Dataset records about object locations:
★ ★ ★ ★ ★

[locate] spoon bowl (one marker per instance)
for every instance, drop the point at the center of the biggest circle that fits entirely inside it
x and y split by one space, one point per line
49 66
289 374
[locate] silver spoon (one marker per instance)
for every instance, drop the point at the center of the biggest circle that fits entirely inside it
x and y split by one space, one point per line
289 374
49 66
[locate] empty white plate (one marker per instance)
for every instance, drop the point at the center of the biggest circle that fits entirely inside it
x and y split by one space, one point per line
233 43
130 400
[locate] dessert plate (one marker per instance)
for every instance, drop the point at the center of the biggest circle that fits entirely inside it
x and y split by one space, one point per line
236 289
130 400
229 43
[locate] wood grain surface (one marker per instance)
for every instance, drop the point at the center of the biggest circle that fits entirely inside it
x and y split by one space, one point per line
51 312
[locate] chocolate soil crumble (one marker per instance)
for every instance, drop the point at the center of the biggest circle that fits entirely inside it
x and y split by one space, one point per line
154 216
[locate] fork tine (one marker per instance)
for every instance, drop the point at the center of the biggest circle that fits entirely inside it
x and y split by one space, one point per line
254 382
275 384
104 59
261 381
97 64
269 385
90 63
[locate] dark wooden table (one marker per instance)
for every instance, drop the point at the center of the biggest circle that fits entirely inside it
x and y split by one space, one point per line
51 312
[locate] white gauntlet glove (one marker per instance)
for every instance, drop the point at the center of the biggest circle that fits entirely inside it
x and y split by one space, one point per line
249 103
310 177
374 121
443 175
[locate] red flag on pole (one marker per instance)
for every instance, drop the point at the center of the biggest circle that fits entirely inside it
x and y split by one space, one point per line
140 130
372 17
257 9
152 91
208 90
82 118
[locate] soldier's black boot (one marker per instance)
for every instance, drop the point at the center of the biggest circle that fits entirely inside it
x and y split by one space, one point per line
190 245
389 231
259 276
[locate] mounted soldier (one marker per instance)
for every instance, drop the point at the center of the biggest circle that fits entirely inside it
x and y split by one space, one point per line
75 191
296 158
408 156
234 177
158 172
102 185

★ ★ ★ ★ ★

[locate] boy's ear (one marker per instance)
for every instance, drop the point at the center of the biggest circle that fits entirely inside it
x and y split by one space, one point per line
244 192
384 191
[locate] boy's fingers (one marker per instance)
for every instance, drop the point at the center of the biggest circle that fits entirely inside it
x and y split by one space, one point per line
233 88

★ ★ ★ ★ ★

Instruction:
Report every line of the data above that contains the string "soldier", copying each such line in full.

Response to the exercise:
[locate] soldier's black boot (one marker per instance)
[locate] mounted soldier (one marker per instance)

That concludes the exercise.